The task: Can you rewrite the rows from the line that contains "Place one keypoint on each instance of the silver" through the last row, keeping the requests as they are but multiplying every coordinate in the answers by 1.6 and rounding to whole numbers, with halves rounded up? Give only those lines.
══════════
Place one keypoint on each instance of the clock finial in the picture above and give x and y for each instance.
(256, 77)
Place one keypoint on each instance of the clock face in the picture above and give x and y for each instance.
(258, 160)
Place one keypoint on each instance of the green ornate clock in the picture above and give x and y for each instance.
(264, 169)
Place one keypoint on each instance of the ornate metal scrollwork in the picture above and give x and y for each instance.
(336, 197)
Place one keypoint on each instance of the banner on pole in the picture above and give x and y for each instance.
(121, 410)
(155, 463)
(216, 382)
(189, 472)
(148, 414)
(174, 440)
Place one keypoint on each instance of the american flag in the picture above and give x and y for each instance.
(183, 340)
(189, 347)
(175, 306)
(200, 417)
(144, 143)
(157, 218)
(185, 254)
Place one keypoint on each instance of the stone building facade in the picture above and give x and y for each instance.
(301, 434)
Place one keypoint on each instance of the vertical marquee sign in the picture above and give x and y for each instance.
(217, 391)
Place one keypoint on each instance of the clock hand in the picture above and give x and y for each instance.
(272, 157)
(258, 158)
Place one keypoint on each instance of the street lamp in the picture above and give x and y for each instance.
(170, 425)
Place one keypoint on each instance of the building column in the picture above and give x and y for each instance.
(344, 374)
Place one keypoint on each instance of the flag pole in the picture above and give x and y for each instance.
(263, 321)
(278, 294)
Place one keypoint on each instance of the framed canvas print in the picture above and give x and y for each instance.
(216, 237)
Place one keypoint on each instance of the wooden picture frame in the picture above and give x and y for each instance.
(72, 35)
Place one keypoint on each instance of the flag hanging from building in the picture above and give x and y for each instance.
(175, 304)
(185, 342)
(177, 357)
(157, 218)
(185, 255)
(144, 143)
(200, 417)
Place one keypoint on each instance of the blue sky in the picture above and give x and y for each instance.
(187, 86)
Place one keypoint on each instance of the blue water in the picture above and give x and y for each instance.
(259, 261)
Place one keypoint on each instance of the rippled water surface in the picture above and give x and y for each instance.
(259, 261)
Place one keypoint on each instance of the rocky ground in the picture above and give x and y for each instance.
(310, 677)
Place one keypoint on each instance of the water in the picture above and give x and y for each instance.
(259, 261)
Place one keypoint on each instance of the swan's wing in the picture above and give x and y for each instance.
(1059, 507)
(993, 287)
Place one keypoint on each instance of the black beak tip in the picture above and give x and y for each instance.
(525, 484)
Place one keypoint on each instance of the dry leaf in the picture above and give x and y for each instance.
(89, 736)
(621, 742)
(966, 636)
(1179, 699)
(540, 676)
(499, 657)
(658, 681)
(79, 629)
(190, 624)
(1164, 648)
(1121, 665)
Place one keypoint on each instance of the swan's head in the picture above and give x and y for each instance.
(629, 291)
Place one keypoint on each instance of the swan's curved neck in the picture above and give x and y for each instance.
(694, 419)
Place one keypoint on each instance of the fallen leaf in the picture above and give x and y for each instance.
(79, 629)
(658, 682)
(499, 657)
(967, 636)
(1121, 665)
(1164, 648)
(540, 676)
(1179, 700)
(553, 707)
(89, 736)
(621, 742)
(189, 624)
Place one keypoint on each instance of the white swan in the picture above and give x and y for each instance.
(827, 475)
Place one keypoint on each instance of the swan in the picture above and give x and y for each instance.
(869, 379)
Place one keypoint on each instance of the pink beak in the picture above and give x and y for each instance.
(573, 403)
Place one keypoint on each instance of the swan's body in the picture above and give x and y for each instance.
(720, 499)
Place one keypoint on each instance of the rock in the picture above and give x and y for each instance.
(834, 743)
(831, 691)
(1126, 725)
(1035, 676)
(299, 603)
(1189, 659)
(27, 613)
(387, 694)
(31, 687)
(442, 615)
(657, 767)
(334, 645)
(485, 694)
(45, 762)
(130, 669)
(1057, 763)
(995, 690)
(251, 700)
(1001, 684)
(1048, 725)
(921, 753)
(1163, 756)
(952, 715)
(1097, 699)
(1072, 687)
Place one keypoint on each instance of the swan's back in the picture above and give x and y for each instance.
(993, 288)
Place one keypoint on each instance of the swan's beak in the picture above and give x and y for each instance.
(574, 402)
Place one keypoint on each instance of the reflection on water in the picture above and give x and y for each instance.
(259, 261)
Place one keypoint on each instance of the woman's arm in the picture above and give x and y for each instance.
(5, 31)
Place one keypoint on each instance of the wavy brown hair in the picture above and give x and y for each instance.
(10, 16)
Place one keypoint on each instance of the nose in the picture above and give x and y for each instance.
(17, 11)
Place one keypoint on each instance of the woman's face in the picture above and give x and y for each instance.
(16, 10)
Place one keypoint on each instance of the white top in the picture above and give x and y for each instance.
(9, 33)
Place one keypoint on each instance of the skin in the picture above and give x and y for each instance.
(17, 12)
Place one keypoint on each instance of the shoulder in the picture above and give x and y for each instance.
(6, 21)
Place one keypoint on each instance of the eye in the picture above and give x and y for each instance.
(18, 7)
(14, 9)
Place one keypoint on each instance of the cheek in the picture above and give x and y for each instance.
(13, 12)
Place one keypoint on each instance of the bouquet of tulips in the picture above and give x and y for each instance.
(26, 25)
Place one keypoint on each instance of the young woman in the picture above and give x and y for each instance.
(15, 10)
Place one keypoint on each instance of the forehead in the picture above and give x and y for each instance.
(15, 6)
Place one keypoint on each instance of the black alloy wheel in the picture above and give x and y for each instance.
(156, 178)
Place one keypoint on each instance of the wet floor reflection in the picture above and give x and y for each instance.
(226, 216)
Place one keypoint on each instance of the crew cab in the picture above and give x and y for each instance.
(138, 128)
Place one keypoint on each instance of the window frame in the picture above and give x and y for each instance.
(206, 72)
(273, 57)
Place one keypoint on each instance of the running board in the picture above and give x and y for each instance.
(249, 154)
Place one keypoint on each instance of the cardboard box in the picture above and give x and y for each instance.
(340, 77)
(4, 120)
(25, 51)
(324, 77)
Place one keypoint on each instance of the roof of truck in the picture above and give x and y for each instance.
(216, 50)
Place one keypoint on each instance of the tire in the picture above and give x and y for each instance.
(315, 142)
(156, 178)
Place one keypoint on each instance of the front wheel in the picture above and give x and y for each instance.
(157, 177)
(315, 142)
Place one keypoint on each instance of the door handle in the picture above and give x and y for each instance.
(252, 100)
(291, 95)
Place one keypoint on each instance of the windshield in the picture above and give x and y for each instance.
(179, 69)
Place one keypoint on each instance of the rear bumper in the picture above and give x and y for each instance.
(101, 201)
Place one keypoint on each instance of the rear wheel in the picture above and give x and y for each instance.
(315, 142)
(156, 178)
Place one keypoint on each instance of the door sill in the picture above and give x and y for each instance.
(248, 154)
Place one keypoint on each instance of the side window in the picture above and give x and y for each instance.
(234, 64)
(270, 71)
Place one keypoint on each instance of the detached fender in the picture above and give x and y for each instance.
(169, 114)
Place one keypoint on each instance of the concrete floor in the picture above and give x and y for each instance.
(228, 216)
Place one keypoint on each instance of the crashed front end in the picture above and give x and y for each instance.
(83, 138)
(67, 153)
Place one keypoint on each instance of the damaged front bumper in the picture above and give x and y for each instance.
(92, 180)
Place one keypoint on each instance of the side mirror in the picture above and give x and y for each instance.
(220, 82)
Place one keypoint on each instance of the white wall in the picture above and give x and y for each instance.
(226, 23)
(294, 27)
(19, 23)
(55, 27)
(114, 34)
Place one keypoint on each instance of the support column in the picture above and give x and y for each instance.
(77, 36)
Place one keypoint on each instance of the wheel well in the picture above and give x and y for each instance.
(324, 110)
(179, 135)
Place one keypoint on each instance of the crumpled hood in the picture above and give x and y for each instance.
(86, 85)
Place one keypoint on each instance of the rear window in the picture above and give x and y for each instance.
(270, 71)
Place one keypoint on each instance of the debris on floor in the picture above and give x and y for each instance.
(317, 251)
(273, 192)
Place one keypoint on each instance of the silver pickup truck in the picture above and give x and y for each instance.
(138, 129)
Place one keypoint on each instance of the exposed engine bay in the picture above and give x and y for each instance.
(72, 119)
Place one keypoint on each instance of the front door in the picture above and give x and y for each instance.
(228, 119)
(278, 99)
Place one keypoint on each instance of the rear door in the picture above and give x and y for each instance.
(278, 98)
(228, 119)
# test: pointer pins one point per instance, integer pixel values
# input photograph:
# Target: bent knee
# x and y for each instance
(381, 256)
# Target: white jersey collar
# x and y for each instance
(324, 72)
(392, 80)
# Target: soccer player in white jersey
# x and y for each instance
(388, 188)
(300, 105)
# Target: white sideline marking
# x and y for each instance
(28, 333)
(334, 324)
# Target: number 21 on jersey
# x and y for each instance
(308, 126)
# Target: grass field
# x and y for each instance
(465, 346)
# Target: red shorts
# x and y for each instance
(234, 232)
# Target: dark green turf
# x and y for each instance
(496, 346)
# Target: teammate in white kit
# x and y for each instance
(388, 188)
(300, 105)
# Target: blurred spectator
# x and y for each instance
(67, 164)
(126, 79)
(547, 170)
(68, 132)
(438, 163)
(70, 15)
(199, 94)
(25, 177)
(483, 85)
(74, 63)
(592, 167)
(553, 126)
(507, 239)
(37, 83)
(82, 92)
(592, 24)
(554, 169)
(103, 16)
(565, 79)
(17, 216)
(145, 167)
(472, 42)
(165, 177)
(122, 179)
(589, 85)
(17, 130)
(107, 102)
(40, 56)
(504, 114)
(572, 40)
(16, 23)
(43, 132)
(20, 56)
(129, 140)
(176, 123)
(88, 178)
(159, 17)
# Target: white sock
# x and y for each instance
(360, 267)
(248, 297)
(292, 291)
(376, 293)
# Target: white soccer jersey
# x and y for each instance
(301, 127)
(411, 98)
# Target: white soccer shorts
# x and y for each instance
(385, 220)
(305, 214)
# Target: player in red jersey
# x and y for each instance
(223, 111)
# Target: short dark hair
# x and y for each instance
══════════
Answer for the task:
Place one keypoint on each instance of the silver pickup truck in the picture above and give x and y for each instance.
(221, 206)
Place one keypoint on each instance of the exposed engine bay in the picture above and give x and y for each instance.
(115, 190)
Place one keypoint on each instance of the front door in the picture above and give x and y for each instance.
(365, 190)
(445, 158)
Place one keypoint on each instance of the rear door in the picture above and give x and y for each instance.
(445, 157)
(365, 190)
# test: pointer pins one point per instance, integer pixel values
# input photograph:
# Target: bent knee
# x and y for each instance
(610, 410)
# Target: white jersey collar
# x and y for each instance
(518, 115)
(627, 128)
# Target: soccer player in white jersey
# x and y for each instance
(621, 301)
(480, 168)
# Target: white sideline marking
# x and y for each instance
(45, 533)
(534, 518)
# Target: number 21 on jersey
# x and y for each instance
(493, 202)
# Target: grass field
# x and y for each instance
(744, 554)
# Target: red shorts
# x and y for each instance
(374, 371)
# Target: dark green turf
# x and y for each instance
(794, 554)
# Target: teammate in white kit
# x and y for each instance
(621, 301)
(480, 168)
# Target: blurred spectator
# x and y for each instance
(107, 262)
(202, 126)
(875, 272)
(109, 211)
(701, 261)
(112, 24)
(318, 150)
(40, 283)
(773, 136)
(118, 101)
(947, 267)
(885, 202)
(811, 382)
(59, 133)
(131, 147)
(947, 38)
(886, 270)
(165, 26)
(904, 126)
(27, 346)
(232, 267)
(755, 67)
(264, 283)
(195, 286)
(942, 136)
(27, 208)
(171, 163)
(64, 90)
(806, 182)
(915, 64)
(26, 37)
(69, 211)
(32, 90)
(206, 224)
(282, 197)
(141, 285)
(254, 27)
# Target: white sock
# x and y for each instance
(576, 427)
(397, 475)
(467, 466)
(602, 469)
# Target: white soccer jersey
# x and y for each instance
(482, 203)
(658, 157)
# Target: white soccer shorts
# x and y for each instance
(616, 352)
(488, 342)
# Target: player in red jersey
# x and y for each instance
(357, 178)
# Target: short dark hair
# x and y for each instance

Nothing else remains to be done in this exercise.